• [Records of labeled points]
|---|
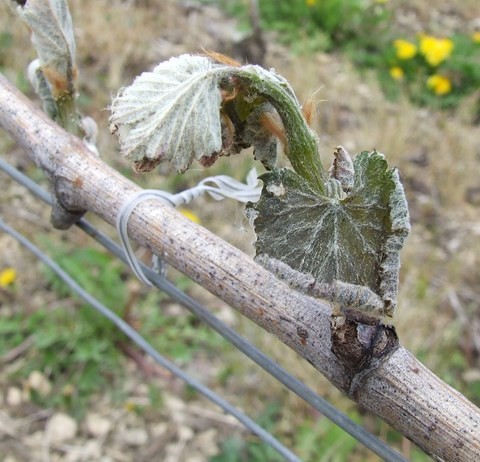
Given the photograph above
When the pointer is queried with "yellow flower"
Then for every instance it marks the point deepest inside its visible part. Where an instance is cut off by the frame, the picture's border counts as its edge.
(439, 84)
(396, 73)
(405, 49)
(7, 277)
(190, 215)
(435, 50)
|---|
• [Exercise requirements] Rewrite the listing above as a numbered list with one line per item, dropping any blank lines and leaving out the pictures.

• [Answer to the task]
1. Given the photograph above
2. When the pointer is queried with "yellow flower"
3. Then for every instance it marks the point deepest inside its visible part. Where an instance is cut off by the frame, the picture's border counts as its edge.
4. (439, 84)
5. (396, 73)
6. (405, 49)
7. (7, 277)
8. (190, 215)
9. (435, 50)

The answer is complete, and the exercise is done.